## [Requirements]
Rewrite the records with "downspout" changed to "drainpipe" and everything else kept the same. Leave the pictures out of your answer.

## [Material provided]
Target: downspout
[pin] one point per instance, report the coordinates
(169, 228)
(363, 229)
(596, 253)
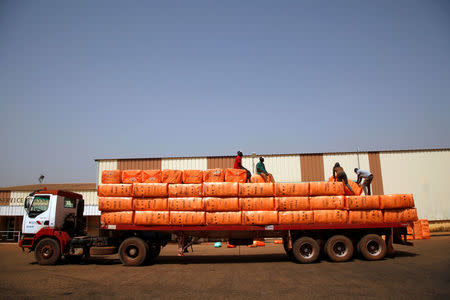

## [Result for this exercise]
Target: drainpipe
[pin] one point per instance, report the coordinates
(169, 228)
(363, 229)
(596, 253)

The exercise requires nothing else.